**Material for the task:**

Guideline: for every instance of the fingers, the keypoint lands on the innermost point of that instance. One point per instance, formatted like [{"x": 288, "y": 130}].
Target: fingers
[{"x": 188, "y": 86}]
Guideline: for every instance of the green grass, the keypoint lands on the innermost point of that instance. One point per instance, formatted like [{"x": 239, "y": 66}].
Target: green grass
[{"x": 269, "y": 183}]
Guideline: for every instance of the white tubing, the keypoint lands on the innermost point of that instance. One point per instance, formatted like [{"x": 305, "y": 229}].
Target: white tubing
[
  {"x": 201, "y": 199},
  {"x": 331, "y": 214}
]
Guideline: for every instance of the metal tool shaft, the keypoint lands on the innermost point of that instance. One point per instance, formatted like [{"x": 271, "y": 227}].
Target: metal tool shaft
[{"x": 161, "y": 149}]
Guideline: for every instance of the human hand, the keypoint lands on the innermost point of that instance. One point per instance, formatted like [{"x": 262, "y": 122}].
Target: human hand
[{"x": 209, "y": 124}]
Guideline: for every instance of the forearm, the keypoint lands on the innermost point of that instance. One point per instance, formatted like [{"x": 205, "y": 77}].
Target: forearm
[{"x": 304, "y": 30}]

**Set problem:** Copy the material from the line containing "Guideline: for every instance of the human" through the end, both included, raising every x and y coordinate in the answers by 71. Leave the requests and their format samples unchanged.

**Solution for this task:**
Guideline: for every instance of the human hand, the keypoint lands on the innermost point of that instance. One point per instance, formatted like [{"x": 262, "y": 122}].
Target: human hand
[{"x": 280, "y": 195}]
Guideline: for every instance of the forearm, the keypoint lands on the innermost point of that instance. One point per instance, formatted like [{"x": 205, "y": 77}].
Target: forearm
[{"x": 375, "y": 101}]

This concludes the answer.